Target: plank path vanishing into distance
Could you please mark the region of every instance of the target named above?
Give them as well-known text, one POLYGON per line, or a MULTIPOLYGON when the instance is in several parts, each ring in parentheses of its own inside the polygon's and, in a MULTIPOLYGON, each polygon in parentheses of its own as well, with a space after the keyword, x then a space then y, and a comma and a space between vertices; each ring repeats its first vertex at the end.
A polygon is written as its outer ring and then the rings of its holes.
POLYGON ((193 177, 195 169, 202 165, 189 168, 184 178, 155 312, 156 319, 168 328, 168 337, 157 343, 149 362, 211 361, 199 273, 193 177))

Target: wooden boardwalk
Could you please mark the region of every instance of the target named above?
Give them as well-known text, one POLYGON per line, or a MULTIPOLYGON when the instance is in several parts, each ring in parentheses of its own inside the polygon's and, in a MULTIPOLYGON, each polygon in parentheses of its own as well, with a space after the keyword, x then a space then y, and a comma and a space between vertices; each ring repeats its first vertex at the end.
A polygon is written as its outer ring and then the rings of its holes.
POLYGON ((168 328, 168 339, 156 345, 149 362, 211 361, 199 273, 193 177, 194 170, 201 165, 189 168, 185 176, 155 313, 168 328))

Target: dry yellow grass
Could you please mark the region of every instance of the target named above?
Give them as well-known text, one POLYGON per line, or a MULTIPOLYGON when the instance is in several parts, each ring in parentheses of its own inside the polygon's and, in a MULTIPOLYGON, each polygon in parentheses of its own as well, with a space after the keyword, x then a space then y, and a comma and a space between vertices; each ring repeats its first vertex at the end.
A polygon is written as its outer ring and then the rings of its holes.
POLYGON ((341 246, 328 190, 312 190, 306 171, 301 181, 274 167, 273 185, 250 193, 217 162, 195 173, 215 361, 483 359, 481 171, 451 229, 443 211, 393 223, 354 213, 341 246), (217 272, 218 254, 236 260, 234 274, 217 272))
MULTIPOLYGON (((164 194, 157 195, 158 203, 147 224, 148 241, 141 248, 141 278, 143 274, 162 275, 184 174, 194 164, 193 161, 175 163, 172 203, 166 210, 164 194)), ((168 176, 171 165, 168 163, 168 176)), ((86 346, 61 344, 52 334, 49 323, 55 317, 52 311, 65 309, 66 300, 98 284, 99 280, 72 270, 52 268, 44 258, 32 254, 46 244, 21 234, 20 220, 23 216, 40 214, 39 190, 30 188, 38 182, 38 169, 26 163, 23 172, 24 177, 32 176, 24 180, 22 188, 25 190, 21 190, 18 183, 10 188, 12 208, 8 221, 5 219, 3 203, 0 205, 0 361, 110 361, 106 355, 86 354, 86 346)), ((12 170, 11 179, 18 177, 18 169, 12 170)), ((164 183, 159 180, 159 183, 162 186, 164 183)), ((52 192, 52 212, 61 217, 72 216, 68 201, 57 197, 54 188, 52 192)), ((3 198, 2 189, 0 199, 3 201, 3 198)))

--

▶ _SET PROBLEM_:
Please rewrite the stretch from the start of the material through the line containing "POLYGON ((193 177, 195", changing "plank path" to "wooden walkway" and leaving everything else unchanged.

▶ _TASK OUTPUT_:
Target: wooden walkway vanishing into distance
Could you please mark the region of every instance of the target named above?
Give them as well-known text, one POLYGON per line, or a MULTIPOLYGON when the instance is in several parts, each ring in parentheses of its own inside the polygon's and, in a MULTIPOLYGON, each polygon in parentheses of its own as well, with a space after the keyword, x then a space then y, and a comma and a space between vertices; each ring repeats its first vertex at the end.
A polygon is written as its outer ring and then the rings of its holes.
POLYGON ((193 177, 195 169, 202 165, 189 168, 184 178, 155 312, 156 319, 168 328, 168 337, 157 343, 149 362, 211 361, 199 273, 193 177))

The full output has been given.